S'il faut en croire notre collègue Denis Lessard, le premier ministre Charest aurait décidé de prendre le taureau par les cornes et d'opter en faveur du site Outremont pour le futur CHUM.

Le taureau, pour poursuivre la métaphore, va se rebiffer et donner de furieux coups de corne. Compte tenu de la tournure véritablement paranoïaque qu'a prise, ces derniers temps, le discours des partisans du site Saint-Luc, on peut s'attendre à ce qu'il y ait pas mal d'hystérie dans certaines chaumières. Mais cette agitation finira bien par se calmer. Et si M. Charest décidait de faire preuve de leadership dans ce dossier explosif, cela pourrait fort bien le servir à long terme.

Pendant quelques jours, on l'accusera à grands cris d'avoir cédé au diabolique lobby des gens d'affaires, et la litanie des procès d'intention reprendra de plus belle. Mais quoi qu'il fasse, M. Charest resterait la cible des mêmes accusations, car la tactique de ses opposants politiques, depuis longtemps, consiste à le dépeindre comme la marionnette des élites. S'il rejette le site Outremont, on dira simplement qu'il s'est écrasé, et on le méprisera encore plus.

Si, au contraire, M. Charest affirme son autorité, contre l'opinion des fonctionnaires du MSSS et de quelques-uns de ses ministres, il pourrait récolter un certain succès d'estime, car ce n'est pas tous les jours que l'on voit un premier ministre faire preuve de leadership. «Je suis leur chef, donc je les suis» n'a rien d'une devise admirable!

De toute façon, au point où il en est dans les sondages, M. Charest n'a plus rien à perdre. Sa planche de salut pourrait être d'apparaître comme un leader vigoureux et visionnaire- tant il est vrai que le projet de technopole est véritablement un projet de visionnaire, au sens positif du terme.

Certes, le processus de décision a cloché depuis le début de cette incroyable saga, sous le gouvernement péquiste comme sous le gouvernement libéral. Encore aujourd'hui, on se demande pourquoi le cabinet du premier ministre refuse de rendre public le rapport Couture-Saint-Pierre (dont on sait cependant, grâce à une fuite, qu'il conclut en faveur du site Outremont). Peut-être M. Charest veut-il réserver la primeur de ce rapport déterminant à ses députés et ministres. Cela serait un geste diplomatique, compte tenu de la mini-fronde des élus libéraux, furieux de ne pas avoir été consultés sur le financement des écoles juives.

Quoiqu'il en soit, il est grand temps d'en finir, car la controverse a pris une tournure irrationnelle et vicieuse. Si M. Charest tranche en faveur d'Outremont, il pourra s'appuyer sur l'opinion d'Armand Couture et de Guy Saint-Pierre, dont la crédibilité, en matière de grands projets, est de beaucoup supérieure à celle des autres experts qui se sont succédé au dossier.

Enregistrements d'une source de données
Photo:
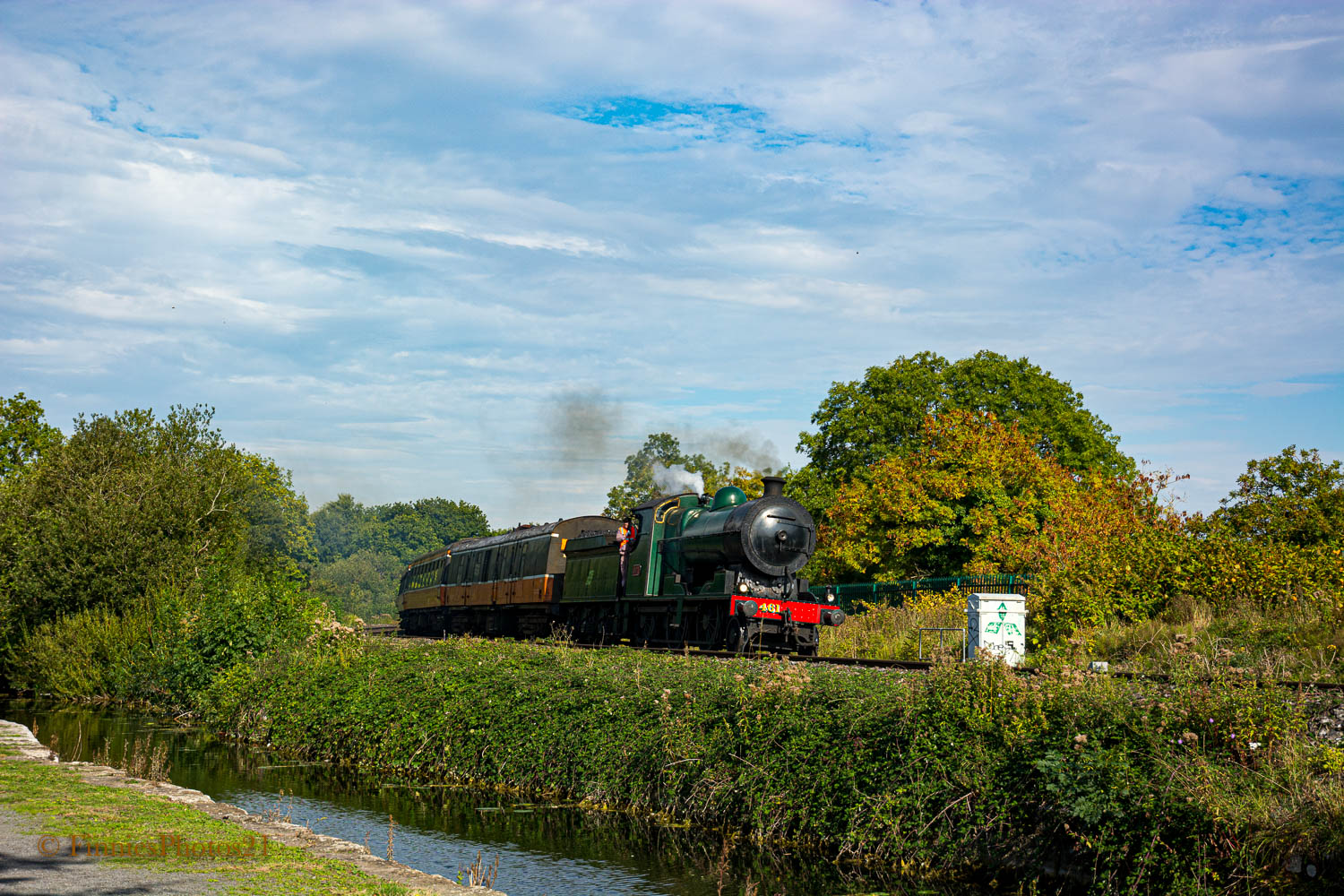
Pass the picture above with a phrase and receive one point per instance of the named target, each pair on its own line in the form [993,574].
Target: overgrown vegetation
[978,495]
[147,559]
[1198,786]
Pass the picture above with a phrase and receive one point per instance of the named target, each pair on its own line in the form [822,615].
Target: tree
[131,505]
[882,416]
[336,528]
[976,495]
[24,435]
[363,584]
[1293,497]
[666,450]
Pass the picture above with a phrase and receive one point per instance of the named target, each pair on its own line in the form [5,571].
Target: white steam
[674,479]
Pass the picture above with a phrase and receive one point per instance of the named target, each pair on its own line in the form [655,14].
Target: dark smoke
[739,447]
[581,425]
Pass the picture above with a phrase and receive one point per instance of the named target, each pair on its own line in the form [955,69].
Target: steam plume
[672,479]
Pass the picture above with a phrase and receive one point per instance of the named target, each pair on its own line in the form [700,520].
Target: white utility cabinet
[996,624]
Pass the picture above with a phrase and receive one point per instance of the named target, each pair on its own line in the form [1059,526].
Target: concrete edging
[30,748]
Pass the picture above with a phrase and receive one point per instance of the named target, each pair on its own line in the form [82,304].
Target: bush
[969,766]
[166,649]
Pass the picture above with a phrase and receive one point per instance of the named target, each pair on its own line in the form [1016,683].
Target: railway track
[909,665]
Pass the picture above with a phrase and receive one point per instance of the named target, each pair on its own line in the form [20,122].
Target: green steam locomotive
[687,570]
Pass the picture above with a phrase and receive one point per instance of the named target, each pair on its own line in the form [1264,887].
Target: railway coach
[685,570]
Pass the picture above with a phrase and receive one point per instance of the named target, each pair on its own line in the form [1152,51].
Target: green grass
[967,770]
[58,802]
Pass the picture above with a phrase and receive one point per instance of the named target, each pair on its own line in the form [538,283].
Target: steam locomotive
[714,573]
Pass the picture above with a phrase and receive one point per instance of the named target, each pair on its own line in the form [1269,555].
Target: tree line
[921,468]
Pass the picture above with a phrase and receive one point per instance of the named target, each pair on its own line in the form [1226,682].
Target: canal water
[543,849]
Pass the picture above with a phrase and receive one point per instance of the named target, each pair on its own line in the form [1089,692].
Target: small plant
[281,812]
[478,874]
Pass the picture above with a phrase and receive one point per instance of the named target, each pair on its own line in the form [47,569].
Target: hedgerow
[1185,788]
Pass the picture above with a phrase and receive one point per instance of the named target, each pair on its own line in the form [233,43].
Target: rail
[909,665]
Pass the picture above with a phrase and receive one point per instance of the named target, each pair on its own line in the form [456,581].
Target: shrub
[968,767]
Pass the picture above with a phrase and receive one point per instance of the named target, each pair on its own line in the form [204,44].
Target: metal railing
[897,592]
[941,635]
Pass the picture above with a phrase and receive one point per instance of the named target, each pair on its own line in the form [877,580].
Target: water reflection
[543,848]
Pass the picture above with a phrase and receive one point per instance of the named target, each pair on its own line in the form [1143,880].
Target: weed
[478,874]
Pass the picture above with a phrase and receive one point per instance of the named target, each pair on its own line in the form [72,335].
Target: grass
[58,802]
[1296,641]
[965,770]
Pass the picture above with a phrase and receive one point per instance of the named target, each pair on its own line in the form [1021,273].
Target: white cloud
[411,245]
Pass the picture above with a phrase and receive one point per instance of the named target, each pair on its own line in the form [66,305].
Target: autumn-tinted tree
[24,435]
[1293,497]
[882,416]
[978,495]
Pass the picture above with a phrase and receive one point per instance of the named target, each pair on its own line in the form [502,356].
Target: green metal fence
[897,592]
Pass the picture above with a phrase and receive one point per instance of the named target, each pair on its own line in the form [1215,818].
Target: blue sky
[389,241]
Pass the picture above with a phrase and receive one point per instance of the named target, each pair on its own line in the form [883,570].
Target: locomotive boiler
[715,573]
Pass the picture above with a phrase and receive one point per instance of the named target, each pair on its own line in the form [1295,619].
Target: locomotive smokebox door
[996,625]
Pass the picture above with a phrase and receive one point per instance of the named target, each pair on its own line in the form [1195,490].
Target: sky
[480,250]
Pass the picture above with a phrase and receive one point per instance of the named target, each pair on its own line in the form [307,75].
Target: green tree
[336,528]
[427,524]
[1293,497]
[131,505]
[24,435]
[363,584]
[882,416]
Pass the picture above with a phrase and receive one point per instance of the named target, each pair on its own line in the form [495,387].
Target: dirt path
[26,871]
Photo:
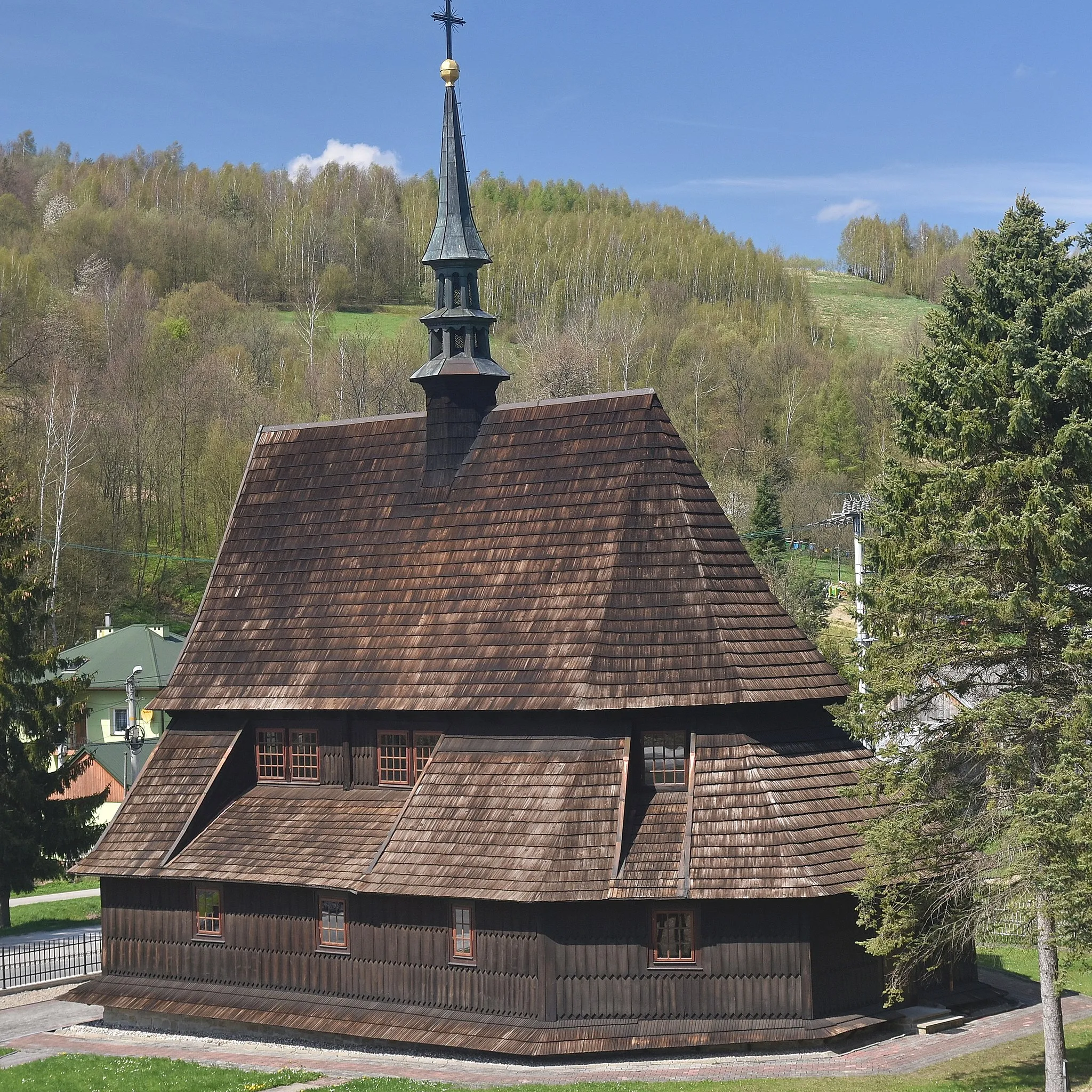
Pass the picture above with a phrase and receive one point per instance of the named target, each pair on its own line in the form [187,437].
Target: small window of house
[332,923]
[304,754]
[209,919]
[403,756]
[271,756]
[664,759]
[463,942]
[424,744]
[673,936]
[395,758]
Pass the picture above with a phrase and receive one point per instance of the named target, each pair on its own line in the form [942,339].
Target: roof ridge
[639,392]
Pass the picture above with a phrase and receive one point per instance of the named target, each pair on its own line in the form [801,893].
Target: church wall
[584,962]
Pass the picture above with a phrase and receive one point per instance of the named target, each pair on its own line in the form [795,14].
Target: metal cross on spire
[450,20]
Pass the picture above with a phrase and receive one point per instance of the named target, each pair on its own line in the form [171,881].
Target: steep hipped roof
[579,560]
[111,657]
[534,818]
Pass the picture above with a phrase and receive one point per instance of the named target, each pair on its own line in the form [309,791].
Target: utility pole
[853,515]
[134,732]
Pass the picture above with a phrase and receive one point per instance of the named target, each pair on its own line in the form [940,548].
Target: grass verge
[60,887]
[54,916]
[1025,962]
[82,1073]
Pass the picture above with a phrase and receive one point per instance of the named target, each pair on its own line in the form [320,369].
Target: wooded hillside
[141,344]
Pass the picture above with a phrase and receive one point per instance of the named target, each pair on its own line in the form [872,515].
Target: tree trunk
[1054,1037]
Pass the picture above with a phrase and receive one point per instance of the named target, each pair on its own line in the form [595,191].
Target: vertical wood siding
[564,961]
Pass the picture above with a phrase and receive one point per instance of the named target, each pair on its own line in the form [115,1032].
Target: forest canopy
[155,314]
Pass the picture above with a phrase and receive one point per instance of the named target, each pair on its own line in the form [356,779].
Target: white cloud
[975,189]
[347,155]
[858,207]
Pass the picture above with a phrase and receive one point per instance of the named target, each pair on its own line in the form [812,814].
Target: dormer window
[292,756]
[664,759]
[403,756]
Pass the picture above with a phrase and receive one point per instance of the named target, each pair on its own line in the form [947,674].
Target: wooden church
[488,735]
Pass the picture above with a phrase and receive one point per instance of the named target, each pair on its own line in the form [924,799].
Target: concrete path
[27,900]
[39,1031]
[76,929]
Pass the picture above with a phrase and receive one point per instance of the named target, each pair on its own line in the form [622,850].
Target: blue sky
[776,119]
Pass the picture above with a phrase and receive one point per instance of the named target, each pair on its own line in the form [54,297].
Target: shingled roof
[579,560]
[516,818]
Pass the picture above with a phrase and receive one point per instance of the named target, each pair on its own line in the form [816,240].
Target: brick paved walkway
[894,1055]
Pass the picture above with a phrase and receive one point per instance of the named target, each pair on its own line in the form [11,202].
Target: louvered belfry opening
[461,378]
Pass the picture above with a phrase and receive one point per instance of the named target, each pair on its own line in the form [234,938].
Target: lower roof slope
[513,818]
[579,560]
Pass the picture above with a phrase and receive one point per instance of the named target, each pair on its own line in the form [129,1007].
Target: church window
[209,920]
[463,940]
[304,754]
[664,759]
[295,758]
[403,755]
[673,936]
[271,756]
[332,923]
[395,758]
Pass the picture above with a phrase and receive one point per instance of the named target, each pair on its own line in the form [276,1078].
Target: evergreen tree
[983,592]
[766,540]
[37,830]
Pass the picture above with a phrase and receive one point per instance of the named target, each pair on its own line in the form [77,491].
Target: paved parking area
[50,1028]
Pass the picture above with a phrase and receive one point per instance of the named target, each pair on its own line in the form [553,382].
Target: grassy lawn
[83,1073]
[58,887]
[1025,962]
[53,916]
[383,323]
[866,311]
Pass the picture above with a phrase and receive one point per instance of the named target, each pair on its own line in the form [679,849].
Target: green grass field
[53,916]
[868,312]
[58,887]
[1025,962]
[86,1073]
[383,323]
[1013,1067]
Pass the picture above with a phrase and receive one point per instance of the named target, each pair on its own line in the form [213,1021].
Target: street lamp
[134,733]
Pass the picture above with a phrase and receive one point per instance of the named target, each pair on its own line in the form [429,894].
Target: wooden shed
[489,735]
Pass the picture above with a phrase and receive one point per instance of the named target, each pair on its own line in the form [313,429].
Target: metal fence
[50,960]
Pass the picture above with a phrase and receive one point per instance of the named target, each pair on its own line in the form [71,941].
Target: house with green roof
[109,660]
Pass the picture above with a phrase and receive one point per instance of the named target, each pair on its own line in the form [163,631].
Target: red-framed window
[463,934]
[401,756]
[208,912]
[333,932]
[664,759]
[292,756]
[673,937]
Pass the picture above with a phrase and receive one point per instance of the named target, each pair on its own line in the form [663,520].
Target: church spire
[461,378]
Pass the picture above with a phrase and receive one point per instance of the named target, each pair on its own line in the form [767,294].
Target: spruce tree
[38,831]
[981,612]
[766,539]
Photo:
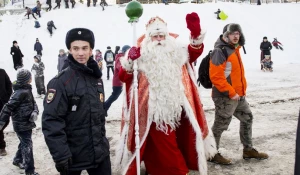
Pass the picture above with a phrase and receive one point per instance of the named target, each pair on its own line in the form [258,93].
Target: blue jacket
[38,46]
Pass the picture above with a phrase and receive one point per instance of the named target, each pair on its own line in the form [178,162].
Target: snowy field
[274,97]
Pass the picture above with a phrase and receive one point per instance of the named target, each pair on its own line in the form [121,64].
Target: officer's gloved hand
[33,116]
[63,166]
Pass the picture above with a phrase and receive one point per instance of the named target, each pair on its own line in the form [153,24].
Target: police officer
[73,120]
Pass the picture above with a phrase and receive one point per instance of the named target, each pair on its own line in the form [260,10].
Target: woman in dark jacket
[24,111]
[265,48]
[17,55]
[38,47]
[5,93]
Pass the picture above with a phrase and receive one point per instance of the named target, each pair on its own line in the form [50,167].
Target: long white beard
[162,65]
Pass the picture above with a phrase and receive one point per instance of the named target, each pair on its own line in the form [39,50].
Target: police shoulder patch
[50,95]
[60,73]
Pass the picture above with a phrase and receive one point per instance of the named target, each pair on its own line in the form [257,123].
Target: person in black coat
[49,5]
[109,58]
[38,47]
[15,51]
[5,93]
[23,111]
[117,50]
[28,12]
[73,121]
[50,24]
[57,4]
[265,48]
[217,13]
[297,162]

Consigne:
Recopiez mot pour mot tout le passage du texte sur le futur CHUM qui va de « De toute façon, au » jusqu'à « positif du terme. ».

Réponse:
De toute façon, au point où il en est dans les sondages, M. Charest n'a plus rien à perdre. Sa planche de salut pourrait être d'apparaître comme un leader vigoureux et visionnaire- tant il est vrai que le projet de technopole est véritablement un projet de visionnaire, au sens positif du terme.